- [DATA EXCERPTS]:
/---

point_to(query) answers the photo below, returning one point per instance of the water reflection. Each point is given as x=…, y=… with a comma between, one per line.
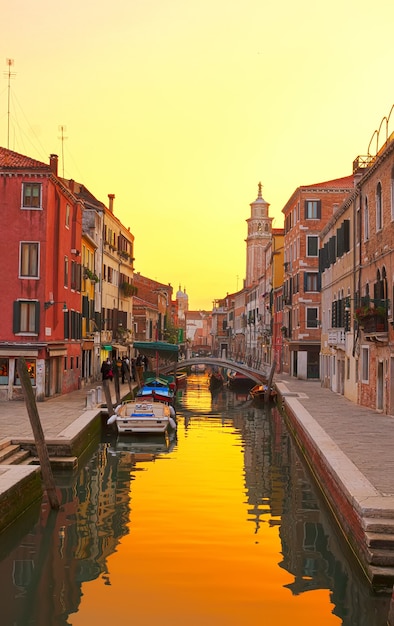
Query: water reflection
x=224, y=518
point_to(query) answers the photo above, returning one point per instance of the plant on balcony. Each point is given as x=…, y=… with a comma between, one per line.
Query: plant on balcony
x=91, y=275
x=128, y=289
x=371, y=319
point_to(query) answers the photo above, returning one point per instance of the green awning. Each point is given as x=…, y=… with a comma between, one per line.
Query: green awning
x=162, y=349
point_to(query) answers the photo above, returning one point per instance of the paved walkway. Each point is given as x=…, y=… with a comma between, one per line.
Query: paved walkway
x=55, y=413
x=365, y=436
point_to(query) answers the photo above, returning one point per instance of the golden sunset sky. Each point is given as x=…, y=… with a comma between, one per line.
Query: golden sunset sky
x=180, y=108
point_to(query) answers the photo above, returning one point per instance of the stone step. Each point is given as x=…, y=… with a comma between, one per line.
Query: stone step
x=379, y=525
x=7, y=452
x=5, y=442
x=380, y=541
x=381, y=558
x=57, y=462
x=21, y=457
x=13, y=455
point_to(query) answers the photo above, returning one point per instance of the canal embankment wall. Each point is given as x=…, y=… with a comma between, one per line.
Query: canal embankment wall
x=363, y=510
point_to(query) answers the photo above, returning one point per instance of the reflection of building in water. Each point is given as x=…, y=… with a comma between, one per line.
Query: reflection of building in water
x=280, y=491
x=316, y=554
x=69, y=547
x=264, y=447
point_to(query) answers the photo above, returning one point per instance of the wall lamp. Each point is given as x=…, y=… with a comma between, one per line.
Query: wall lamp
x=50, y=303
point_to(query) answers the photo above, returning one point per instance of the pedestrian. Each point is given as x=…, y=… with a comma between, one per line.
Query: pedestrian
x=140, y=369
x=106, y=370
x=133, y=372
x=125, y=369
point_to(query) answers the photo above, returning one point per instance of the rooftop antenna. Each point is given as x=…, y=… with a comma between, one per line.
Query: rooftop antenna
x=62, y=138
x=9, y=75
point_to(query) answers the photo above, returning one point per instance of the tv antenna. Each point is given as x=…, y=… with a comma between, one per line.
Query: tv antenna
x=62, y=138
x=9, y=75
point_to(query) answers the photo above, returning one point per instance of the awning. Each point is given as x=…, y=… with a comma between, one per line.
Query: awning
x=87, y=344
x=168, y=351
x=57, y=351
x=119, y=347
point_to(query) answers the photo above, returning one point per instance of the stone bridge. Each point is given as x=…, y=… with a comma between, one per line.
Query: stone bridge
x=258, y=376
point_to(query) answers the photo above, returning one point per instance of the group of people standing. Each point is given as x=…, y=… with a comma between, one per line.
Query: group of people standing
x=127, y=369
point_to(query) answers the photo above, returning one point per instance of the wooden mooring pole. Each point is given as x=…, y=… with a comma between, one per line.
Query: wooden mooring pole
x=269, y=384
x=38, y=433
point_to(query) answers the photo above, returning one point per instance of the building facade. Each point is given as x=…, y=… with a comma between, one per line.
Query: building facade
x=40, y=298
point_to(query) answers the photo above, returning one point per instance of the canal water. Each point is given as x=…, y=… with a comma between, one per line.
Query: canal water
x=220, y=526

\---

- [WHAT IS BEING ASKED]: Reproduce every one of the records above word for word, leaving out the picture.

- [EXPECTED OUTPUT]:
point_to(query) answers the photo below, returning one point per instance of the water reflection. Each point is given as x=…, y=… with a comma between, one per line.
Query: water reflection
x=224, y=518
point_to(query) answers the photo above, returning one point per instance of the plant on balcony. Each point is given as x=…, y=… with a comma between, one per line.
Query: plant on balcony
x=91, y=275
x=128, y=289
x=371, y=319
point_to(query) answers the photo above, returning one point per instance of the green awning. Each point is given as x=…, y=… with a comma between, one per line.
Query: green awning
x=162, y=349
point_to(query) answers the photo above, returning one point per instance of the paved walkway. Each point is given as x=…, y=… with a comma between, one per line.
Query: paved walkway
x=55, y=413
x=365, y=436
point_to(query) answers the photo above, returning one point per instance of the golden sunset sky. Each point is given as x=…, y=… with a comma between, one per line.
Query: golden sunset sky
x=180, y=108
point_to(query) answers the photo above, returning one point per instance of the stone step. Each point is given as x=…, y=… with a comma between, one per line.
Query: stone step
x=379, y=525
x=7, y=452
x=5, y=442
x=380, y=541
x=381, y=558
x=57, y=462
x=21, y=457
x=13, y=455
point_to(query) answers the photo above, returning one point per instance of the canal embankment wall. Each point is given as x=…, y=… with a comma between, one per line.
Query: canal embankment wall
x=363, y=510
point_to(query) answers the photo above, returning one point per instance of the reflection of building in water. Each point is given as x=…, y=… with a comma between, one per line.
Query: reflection of building in water
x=280, y=491
x=316, y=554
x=69, y=547
x=264, y=447
point_to(query) answers the photo above, returning one point per instance of the wall lamp. Each point is given as x=…, y=… with a comma between, one per line.
Query: wall lamp
x=50, y=303
point_to(query) answers the photo above, returning one point per instance of the pedestrian. Each point is given as x=…, y=… with a comma between, one per line.
Query: pedestrian
x=140, y=369
x=106, y=370
x=133, y=372
x=125, y=369
point_to(query) answers the photo above, returning one point per instance of the rooftop antenna. Each point is given as x=…, y=… with a comma between, one per line.
Query: rooftop antenna
x=62, y=138
x=9, y=75
point_to(query) answers the photo above, returning one point per instance of the tv antenna. Each point is given as x=…, y=… with a comma between, one per line.
Query: tv antenna
x=62, y=138
x=9, y=75
point_to(query) answers the photo above, returning one point per instance of the awning. Each point is given as x=…, y=… with a comma between, one per line.
Query: awning
x=87, y=344
x=168, y=351
x=57, y=351
x=119, y=347
point_to(query) answers the photo above, returning one point per instance of the stone bridge. Each point is given as x=…, y=… with a comma between, one per line.
Query: stone bridge
x=258, y=376
point_to(query) answers the photo above, returning one point per instance of the group of people standing. Each point is given as x=…, y=… with a comma between, one per line.
Query: group of people standing
x=127, y=369
point_to(query) answers the photo above, returning one point per instance of the wooden mooring pole. Each point is given as x=…, y=… with a comma between, one per line.
Query: wooden mooring pole
x=269, y=384
x=38, y=433
point_to(query) answers the photo above, returning one point per instance of the building facade. Each point is given as x=…, y=… with a comma between, one per line.
Query: building facade
x=40, y=298
point_to(query) answers the photo above, returning one point per instance of the canal water. Each point is given as x=…, y=… with a comma between, one per line.
Query: canal water
x=220, y=526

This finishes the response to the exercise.